Referring expression pointing data
★ ★ ★ ★

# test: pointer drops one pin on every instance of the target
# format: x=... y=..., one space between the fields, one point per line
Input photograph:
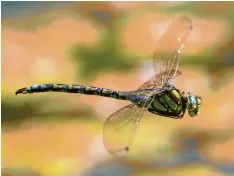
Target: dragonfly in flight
x=157 y=95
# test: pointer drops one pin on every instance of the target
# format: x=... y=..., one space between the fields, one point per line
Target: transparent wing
x=166 y=65
x=120 y=129
x=150 y=84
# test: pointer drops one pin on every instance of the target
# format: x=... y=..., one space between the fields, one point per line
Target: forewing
x=120 y=128
x=150 y=84
x=171 y=44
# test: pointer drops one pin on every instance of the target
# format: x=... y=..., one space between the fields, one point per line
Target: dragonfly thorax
x=193 y=104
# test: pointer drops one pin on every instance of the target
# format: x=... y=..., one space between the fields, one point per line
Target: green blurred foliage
x=106 y=55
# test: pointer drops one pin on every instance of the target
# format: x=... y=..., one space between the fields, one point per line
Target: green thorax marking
x=168 y=101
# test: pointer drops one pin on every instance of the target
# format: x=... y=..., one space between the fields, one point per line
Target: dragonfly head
x=193 y=104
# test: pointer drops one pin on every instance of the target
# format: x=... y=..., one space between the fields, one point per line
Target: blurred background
x=110 y=44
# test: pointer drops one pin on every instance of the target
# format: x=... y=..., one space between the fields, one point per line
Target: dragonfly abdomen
x=74 y=88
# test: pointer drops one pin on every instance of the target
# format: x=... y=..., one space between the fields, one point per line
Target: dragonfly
x=157 y=95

★ ★ ★ ★

The copy must match every line of the data exactly and contain no pictures.

# [Answer]
# test: pointer drops one pin on every instance of the target
# format: x=... y=..., one space between the fields, one point per line
Input photograph:
Target: dragonfly in flight
x=157 y=95
# test: pointer drops one pin on every instance of the target
# format: x=... y=..., one space between the fields, one point per line
Target: transparent wing
x=166 y=65
x=120 y=129
x=150 y=84
# test: pointer drops one pin on every instance of the target
# format: x=... y=..., one space between the fields, one point per line
Target: forewing
x=120 y=128
x=150 y=84
x=171 y=44
# test: pointer drops one pin on every instance of the target
# format: x=... y=..., one space between the fields, one point per line
Target: dragonfly thorax
x=193 y=104
# test: pointer drops one pin on every instance of the target
# format: x=... y=..., one space between the fields, one point per line
Target: green blurred foliage
x=106 y=55
# test: pointer drops one pin on every instance of the target
# format: x=... y=..., one space between the fields, one point per line
Target: green thorax marking
x=168 y=101
# test: pointer drops one pin on every instance of the target
# format: x=... y=..., one space between the fields, one point per line
Target: dragonfly head
x=193 y=104
# test: pointer drops one pin on every instance of the target
# format: x=... y=..., one space between the fields, one point per line
Target: blurred background
x=110 y=44
# test: pointer drops one pin on every instance of the target
# format: x=... y=..., one space between the fields, one point per line
Target: dragonfly abdomen
x=74 y=88
# test: pointer drops one pin on every instance of the target
# format: x=... y=..., one space between the fields, one point per line
Target: dragonfly
x=157 y=95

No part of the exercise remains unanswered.